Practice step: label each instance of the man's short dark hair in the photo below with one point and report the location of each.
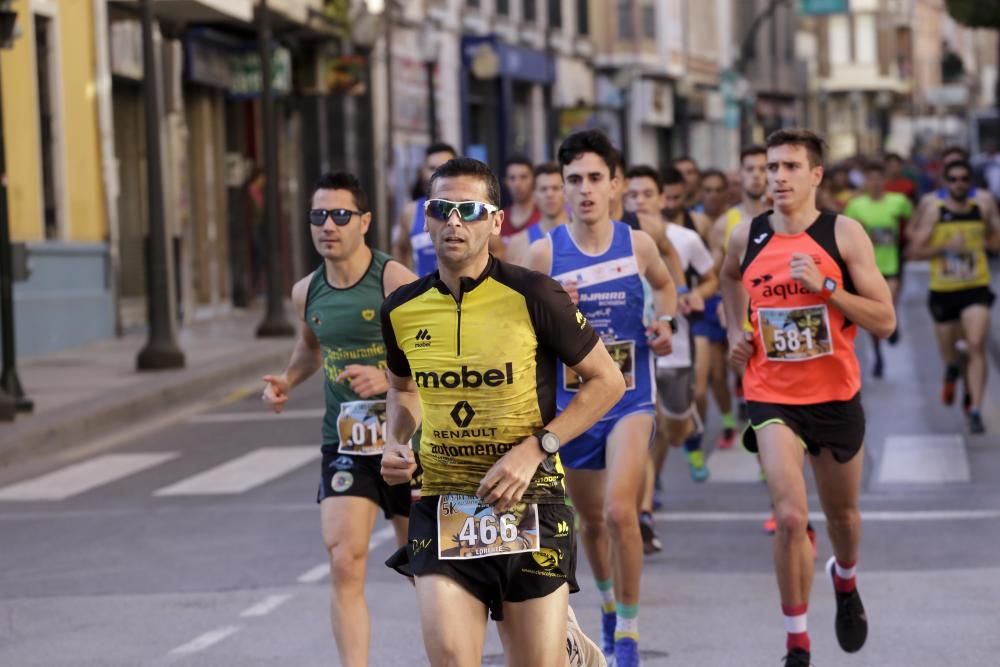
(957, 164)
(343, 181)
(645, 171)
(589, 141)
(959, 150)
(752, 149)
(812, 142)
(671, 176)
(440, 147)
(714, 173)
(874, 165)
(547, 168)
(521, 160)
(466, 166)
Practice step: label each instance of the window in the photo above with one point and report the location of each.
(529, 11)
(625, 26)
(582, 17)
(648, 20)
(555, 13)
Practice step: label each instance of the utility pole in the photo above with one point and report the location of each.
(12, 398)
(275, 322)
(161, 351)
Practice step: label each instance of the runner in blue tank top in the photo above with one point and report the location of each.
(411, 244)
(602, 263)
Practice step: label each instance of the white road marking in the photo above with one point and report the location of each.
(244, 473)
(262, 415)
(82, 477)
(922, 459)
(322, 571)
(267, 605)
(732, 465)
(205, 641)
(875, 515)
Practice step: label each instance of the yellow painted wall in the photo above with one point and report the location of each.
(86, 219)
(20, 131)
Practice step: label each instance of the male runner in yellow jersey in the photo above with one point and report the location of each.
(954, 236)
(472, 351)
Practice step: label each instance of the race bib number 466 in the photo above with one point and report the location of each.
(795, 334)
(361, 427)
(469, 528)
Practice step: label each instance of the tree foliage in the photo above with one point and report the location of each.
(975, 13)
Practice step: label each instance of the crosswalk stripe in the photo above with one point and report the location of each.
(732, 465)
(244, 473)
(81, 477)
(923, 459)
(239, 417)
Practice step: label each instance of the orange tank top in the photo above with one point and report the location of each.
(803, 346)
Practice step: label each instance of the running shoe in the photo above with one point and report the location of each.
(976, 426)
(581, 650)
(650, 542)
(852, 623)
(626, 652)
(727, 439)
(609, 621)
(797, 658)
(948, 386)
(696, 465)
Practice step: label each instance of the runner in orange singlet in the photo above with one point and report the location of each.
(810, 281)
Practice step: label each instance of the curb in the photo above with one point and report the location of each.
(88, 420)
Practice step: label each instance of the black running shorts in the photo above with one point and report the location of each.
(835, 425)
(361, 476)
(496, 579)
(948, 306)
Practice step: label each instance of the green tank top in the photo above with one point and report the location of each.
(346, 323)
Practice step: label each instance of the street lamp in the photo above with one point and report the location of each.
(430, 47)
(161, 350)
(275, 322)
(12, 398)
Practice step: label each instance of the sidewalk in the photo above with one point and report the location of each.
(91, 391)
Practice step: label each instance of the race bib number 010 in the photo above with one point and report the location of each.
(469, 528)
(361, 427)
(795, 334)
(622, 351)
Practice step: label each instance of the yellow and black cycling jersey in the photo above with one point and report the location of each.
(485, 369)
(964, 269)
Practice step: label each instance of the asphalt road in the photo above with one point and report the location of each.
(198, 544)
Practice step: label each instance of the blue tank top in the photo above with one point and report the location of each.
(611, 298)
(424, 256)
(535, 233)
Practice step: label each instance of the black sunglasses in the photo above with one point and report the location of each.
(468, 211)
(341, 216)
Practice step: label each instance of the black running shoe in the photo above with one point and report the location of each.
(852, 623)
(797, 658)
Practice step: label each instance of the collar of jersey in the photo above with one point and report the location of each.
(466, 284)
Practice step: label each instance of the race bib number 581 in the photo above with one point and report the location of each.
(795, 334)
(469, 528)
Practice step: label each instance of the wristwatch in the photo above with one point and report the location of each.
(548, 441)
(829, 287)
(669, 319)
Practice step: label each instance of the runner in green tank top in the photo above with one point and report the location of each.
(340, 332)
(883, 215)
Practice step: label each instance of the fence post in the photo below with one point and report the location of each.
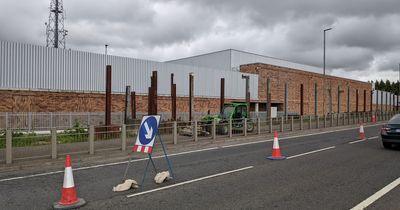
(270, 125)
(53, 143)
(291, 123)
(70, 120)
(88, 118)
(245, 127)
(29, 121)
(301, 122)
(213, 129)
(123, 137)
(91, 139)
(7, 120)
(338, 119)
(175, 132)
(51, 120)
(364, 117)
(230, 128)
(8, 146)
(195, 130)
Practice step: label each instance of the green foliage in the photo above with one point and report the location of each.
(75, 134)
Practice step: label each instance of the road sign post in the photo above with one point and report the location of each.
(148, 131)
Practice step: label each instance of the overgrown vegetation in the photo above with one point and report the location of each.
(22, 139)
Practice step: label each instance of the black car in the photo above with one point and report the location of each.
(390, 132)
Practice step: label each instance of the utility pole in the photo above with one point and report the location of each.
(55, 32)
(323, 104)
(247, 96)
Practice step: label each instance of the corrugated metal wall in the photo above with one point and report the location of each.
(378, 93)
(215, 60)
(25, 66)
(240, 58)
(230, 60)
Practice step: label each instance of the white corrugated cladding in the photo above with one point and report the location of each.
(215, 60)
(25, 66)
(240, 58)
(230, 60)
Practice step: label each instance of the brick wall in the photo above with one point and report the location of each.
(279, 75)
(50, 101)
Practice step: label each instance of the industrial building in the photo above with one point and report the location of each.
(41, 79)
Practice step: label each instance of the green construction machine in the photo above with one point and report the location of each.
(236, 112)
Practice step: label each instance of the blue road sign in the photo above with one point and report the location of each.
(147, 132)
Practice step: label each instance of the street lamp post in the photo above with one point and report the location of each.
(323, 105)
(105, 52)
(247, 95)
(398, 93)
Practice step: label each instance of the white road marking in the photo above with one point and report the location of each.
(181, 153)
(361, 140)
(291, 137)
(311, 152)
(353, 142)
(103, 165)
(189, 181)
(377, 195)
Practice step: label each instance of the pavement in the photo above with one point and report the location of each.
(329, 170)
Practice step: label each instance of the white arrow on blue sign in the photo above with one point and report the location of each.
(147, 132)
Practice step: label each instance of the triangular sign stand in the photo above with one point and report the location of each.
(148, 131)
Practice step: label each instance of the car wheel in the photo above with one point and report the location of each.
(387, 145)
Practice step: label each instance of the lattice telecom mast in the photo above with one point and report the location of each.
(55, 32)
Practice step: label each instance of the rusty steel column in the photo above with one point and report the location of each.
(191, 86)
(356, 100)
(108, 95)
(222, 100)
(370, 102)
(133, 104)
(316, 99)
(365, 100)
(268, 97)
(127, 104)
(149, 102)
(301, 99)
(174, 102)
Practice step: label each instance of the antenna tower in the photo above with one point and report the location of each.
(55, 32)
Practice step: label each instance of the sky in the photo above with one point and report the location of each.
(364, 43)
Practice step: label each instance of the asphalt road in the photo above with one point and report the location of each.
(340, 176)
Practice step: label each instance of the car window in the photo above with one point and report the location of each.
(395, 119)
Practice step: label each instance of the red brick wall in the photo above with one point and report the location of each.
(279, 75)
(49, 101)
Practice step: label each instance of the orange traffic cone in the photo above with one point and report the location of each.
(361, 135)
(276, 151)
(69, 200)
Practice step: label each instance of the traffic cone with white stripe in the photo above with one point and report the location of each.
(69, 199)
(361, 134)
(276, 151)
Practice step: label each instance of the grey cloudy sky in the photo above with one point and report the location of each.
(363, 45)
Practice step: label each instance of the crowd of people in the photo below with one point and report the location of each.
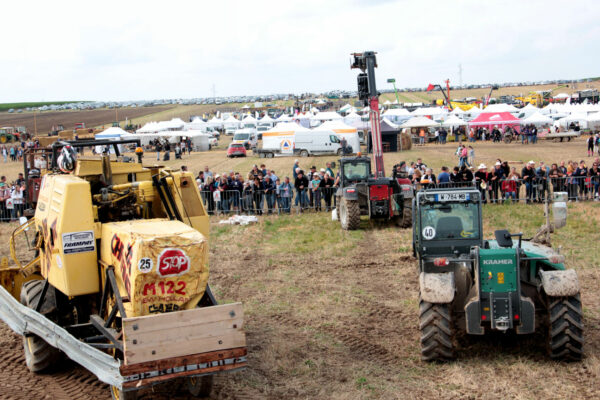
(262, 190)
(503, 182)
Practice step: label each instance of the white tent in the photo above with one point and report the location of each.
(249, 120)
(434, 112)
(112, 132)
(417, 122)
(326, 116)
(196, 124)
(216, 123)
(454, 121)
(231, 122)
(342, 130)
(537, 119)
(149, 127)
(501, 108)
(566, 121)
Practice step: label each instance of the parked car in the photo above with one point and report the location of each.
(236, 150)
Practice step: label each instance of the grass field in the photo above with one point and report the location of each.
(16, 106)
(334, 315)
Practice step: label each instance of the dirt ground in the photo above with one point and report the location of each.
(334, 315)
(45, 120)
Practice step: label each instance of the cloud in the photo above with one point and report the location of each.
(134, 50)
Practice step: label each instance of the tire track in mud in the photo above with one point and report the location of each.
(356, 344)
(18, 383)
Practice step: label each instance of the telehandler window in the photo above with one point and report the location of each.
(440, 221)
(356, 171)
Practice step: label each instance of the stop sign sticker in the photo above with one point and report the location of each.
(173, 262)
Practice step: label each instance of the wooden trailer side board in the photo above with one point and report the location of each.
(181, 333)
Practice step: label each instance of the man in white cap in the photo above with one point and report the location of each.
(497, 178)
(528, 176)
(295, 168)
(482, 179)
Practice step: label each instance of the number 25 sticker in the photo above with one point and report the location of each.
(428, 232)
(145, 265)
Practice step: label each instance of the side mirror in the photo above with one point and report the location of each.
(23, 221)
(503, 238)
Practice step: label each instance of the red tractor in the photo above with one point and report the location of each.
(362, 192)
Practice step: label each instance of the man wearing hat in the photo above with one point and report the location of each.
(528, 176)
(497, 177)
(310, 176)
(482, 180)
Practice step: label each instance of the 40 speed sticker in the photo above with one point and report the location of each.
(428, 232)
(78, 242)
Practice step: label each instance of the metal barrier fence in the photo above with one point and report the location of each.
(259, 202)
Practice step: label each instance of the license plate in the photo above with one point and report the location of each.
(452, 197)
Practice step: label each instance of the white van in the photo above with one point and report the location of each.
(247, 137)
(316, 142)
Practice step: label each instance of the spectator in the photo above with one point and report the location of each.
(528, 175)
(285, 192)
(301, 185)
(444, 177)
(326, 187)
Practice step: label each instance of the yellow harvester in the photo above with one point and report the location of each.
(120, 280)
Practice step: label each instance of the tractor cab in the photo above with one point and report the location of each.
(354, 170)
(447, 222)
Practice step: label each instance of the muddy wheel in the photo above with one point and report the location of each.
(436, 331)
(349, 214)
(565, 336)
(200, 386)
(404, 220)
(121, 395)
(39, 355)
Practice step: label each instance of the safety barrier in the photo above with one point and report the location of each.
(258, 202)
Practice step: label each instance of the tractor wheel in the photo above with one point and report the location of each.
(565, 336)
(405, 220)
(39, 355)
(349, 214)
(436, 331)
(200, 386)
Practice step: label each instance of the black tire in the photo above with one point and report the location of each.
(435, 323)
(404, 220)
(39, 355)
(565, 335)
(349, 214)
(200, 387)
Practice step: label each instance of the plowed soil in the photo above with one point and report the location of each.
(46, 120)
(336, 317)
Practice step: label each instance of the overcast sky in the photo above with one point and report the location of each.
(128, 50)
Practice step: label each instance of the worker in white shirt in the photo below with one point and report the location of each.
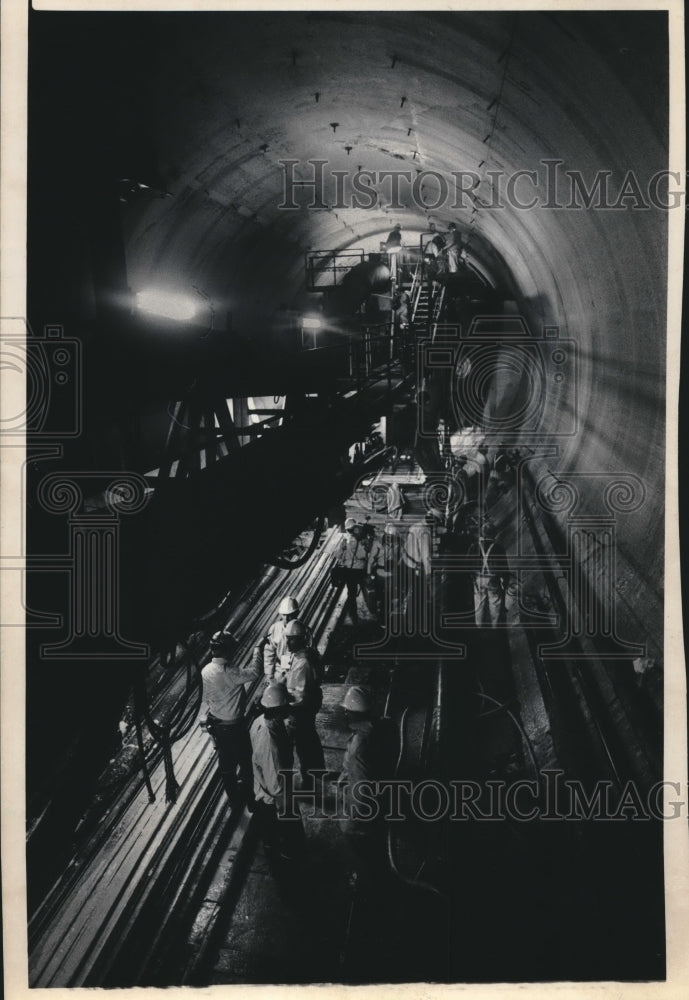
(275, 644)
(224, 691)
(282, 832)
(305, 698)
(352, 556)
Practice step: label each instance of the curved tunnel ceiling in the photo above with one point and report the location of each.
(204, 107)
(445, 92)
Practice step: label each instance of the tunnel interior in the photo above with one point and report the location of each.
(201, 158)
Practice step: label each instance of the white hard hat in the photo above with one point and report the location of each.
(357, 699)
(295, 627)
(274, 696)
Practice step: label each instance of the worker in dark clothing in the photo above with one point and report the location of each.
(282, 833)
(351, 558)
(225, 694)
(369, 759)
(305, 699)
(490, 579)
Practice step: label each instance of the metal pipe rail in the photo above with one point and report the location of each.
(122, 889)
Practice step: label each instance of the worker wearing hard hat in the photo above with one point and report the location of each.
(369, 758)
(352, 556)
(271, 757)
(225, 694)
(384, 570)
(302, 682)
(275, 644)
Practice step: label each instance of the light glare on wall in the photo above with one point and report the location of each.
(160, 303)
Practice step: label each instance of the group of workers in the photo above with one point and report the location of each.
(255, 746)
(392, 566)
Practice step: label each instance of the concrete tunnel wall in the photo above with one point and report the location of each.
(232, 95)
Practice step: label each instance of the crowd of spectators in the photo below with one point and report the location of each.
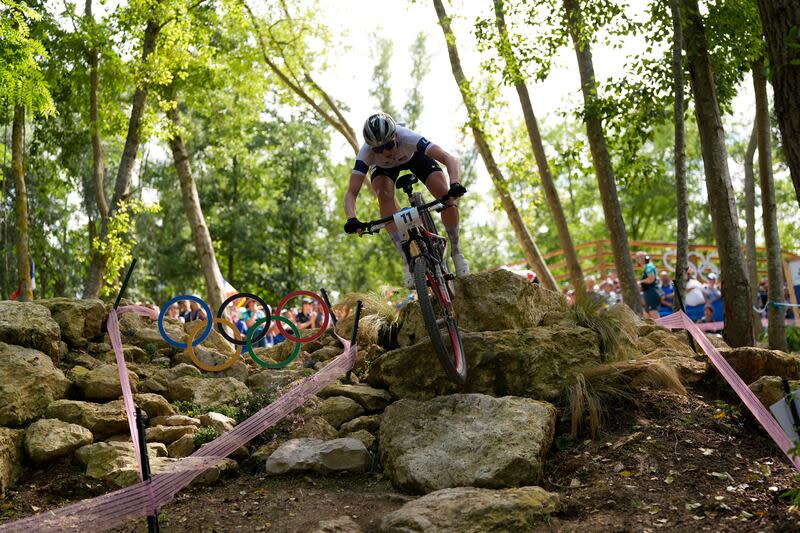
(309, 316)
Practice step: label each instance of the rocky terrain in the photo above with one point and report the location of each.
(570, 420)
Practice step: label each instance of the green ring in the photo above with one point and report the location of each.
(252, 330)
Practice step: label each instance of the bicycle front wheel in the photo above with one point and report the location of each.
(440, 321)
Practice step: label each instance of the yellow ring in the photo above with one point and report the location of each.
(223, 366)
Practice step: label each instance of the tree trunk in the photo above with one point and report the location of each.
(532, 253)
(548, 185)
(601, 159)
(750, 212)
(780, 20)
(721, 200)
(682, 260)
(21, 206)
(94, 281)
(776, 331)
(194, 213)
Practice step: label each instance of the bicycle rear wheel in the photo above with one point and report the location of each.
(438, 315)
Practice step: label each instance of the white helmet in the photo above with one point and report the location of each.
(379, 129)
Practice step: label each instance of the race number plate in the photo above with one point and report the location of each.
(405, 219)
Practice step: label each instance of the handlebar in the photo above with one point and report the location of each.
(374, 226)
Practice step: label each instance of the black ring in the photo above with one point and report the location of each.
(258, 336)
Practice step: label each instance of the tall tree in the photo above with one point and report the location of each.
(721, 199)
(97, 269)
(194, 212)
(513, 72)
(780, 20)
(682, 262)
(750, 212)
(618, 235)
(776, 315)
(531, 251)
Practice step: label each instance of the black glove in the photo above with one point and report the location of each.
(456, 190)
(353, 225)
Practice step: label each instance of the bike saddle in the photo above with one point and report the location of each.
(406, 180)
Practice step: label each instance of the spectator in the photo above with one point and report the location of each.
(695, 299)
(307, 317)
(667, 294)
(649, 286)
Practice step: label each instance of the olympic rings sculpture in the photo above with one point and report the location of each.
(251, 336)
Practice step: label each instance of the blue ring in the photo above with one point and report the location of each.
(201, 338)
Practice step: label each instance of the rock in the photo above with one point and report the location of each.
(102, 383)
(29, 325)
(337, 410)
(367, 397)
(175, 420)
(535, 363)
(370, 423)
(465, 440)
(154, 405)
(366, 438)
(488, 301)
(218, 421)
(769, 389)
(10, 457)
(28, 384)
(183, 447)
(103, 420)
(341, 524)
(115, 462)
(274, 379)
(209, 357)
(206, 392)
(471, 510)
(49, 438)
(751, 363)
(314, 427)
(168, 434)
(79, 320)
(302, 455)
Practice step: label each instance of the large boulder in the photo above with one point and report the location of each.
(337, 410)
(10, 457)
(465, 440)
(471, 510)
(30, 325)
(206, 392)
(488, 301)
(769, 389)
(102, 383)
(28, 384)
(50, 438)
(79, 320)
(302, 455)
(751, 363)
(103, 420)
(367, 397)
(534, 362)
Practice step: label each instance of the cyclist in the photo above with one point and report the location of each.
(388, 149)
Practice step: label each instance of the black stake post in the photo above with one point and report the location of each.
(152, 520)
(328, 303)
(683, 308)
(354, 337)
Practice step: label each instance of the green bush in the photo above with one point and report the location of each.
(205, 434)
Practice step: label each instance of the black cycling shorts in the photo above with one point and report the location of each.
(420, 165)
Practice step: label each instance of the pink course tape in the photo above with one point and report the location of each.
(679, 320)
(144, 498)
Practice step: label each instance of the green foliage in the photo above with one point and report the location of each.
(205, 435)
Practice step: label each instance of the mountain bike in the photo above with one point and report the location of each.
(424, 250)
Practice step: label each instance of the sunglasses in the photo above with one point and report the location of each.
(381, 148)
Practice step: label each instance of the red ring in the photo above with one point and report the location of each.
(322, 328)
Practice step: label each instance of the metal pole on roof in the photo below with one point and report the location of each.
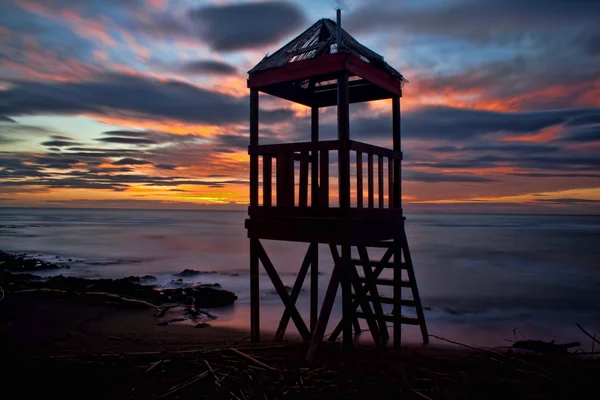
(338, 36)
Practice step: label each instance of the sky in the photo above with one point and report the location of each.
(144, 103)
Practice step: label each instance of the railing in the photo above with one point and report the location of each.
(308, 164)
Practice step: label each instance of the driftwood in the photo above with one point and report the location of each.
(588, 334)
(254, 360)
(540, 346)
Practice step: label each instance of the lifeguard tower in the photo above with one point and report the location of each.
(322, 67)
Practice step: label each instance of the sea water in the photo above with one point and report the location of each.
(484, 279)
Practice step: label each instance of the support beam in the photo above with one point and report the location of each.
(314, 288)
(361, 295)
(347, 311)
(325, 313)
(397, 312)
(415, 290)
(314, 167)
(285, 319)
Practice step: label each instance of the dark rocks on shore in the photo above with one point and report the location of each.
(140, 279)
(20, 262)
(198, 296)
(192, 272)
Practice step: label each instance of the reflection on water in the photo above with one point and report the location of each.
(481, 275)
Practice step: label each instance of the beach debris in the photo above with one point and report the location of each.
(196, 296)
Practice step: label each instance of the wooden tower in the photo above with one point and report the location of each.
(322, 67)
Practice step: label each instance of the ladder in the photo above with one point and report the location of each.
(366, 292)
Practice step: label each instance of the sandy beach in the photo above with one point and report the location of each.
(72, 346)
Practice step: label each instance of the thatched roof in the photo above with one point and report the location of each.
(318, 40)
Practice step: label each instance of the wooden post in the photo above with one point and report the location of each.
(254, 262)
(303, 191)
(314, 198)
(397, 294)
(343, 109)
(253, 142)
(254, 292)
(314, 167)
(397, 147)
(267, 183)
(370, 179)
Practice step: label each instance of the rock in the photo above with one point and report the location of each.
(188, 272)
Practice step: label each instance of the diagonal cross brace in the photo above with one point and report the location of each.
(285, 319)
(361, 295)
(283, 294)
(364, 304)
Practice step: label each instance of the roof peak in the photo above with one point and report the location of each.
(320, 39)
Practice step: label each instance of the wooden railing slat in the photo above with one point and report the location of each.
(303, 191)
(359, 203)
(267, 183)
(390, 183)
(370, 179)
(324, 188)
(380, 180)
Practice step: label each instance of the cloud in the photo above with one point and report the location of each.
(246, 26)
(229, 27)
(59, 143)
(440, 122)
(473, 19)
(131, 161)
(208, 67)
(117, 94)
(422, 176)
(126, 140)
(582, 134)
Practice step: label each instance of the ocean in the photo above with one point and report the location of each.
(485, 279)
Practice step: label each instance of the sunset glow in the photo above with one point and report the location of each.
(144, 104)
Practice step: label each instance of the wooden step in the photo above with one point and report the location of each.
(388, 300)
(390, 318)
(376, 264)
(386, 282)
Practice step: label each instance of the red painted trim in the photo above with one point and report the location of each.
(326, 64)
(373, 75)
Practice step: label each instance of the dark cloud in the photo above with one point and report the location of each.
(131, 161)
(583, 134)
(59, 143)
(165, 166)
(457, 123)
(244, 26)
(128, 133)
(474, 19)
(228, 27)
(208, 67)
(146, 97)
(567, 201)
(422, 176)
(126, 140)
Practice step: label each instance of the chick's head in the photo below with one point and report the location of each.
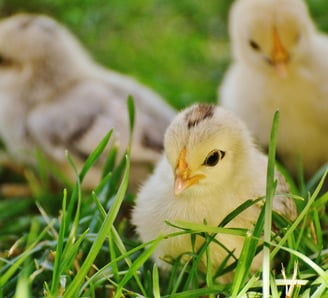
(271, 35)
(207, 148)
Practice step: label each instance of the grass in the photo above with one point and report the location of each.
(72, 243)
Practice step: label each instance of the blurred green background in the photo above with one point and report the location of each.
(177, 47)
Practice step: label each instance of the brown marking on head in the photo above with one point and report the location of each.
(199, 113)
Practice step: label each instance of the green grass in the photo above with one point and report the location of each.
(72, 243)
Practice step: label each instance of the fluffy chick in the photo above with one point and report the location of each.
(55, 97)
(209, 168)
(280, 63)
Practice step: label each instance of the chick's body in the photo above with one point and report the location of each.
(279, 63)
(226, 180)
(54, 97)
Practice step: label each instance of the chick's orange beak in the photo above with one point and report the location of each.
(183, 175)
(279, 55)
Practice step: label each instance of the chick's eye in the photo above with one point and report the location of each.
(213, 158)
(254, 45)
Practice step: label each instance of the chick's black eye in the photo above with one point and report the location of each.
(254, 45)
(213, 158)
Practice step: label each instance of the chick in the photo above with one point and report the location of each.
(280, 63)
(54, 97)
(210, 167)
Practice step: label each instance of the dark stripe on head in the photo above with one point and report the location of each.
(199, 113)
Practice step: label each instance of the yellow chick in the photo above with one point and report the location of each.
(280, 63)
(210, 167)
┄┄┄┄┄┄
GOAL OF THE EXERCISE: Quote the material above exactly, from the line holding "Practice step: label each instance of the chick's head" through its last line, including both. Omit the pictures.

EXPECTED OUTPUT:
Practice step: label each instance of the chick's head in the photo below with one point and report the location of each.
(271, 35)
(207, 148)
Practice step: label each instance of the grass in the photo above with one point and report the location of each.
(72, 243)
Practice step: label each instance of the blurred green background in the photo above with one point and report the location of each.
(177, 47)
Practice step: label each instance of the brown marking on head in the photo above with one point and report the location of each.
(199, 113)
Practice step: label each instance of the green grass in the photo above with one point and report the location of each.
(72, 243)
Practice step: label each instance of the fluffy chick in the photo above with one point and report the location of each.
(55, 97)
(209, 168)
(280, 63)
Practice step: label each instance of the chick's body in the photo above with one point and report the location of each.
(279, 63)
(226, 180)
(54, 97)
Practice step: label each instance of the chick's orange beak in the photo above with one point and report the location of each.
(183, 175)
(279, 55)
Practice step: label each instance of the chick's eye in the photo above with one point and report the location of each.
(213, 158)
(254, 45)
Practice step: label each instance of the chick's black eye in the photo above with one point and report the location of each.
(254, 45)
(213, 158)
Practice step: label each instance of the chick in the photo above with one point and report the location of each.
(280, 63)
(54, 97)
(210, 167)
Practice step: label each instance of the dark stripe on head in the photo above with one point and report the location of each.
(199, 113)
Practice step: label each instance of the yellow chick in the photo above with one point and report the location of each.
(280, 63)
(210, 167)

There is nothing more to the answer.